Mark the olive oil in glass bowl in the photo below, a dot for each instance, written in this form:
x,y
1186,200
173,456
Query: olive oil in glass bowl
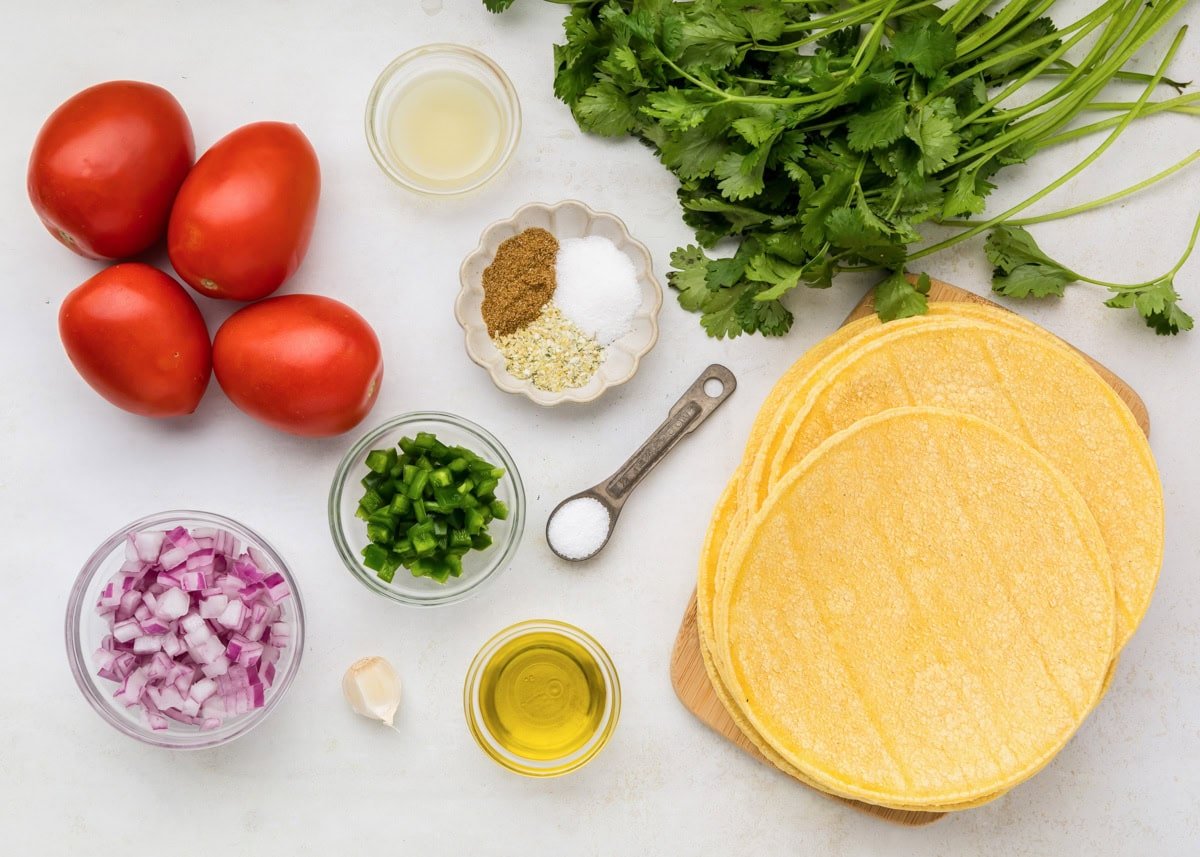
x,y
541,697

---

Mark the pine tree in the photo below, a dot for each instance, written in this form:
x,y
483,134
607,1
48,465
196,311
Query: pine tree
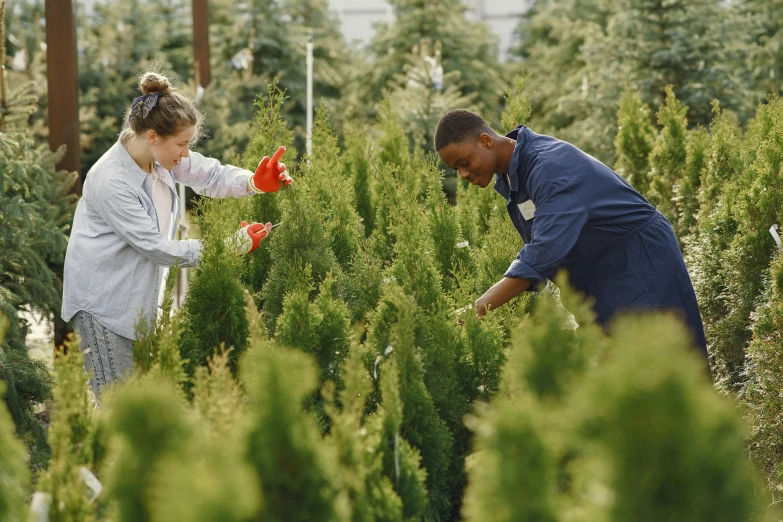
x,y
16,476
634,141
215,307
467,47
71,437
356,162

* * *

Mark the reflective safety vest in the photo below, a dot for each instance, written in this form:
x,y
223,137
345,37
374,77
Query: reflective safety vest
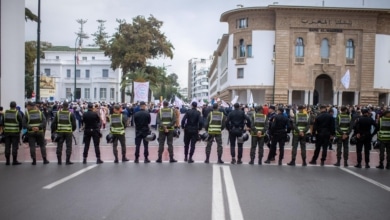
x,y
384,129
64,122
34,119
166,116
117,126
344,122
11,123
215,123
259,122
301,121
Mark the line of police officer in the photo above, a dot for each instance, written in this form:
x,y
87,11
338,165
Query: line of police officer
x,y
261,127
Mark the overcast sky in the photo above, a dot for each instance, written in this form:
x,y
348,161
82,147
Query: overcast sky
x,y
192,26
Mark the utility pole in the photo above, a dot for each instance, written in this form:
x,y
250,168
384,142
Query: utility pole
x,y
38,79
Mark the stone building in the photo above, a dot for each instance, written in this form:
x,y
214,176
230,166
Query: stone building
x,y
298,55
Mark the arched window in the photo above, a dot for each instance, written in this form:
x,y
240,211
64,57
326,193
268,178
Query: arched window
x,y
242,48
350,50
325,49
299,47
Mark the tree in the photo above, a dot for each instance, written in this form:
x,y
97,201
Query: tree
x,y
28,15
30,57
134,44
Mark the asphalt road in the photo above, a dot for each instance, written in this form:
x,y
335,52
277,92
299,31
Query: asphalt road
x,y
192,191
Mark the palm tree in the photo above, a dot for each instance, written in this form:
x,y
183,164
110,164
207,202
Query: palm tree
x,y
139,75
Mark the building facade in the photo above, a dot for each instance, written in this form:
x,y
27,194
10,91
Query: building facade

→ **Task to carry out**
An exact copy of the lines above, from the one containing "Query: arched window" through the one containing "Query: building facade", is the whole of the answer.

→ **Expected answer**
Query: arched window
x,y
242,48
350,50
325,49
299,47
Mark the tree in the photo above, a dot for each instance, written in this form:
x,y
97,201
Query: tree
x,y
28,15
30,57
134,44
Mark the asphalt road in the photo above, a dot for each instance, written in this form:
x,y
335,52
277,92
299,31
Query: asphalt road
x,y
192,191
Mark the palm tree in the photo above, a dot for each instance, written in this form:
x,y
183,164
110,164
207,202
Query: palm tree
x,y
139,75
Mark the building facade in the photo above, a dot for each instance, written in this form:
x,y
27,194
10,91
Query: building facade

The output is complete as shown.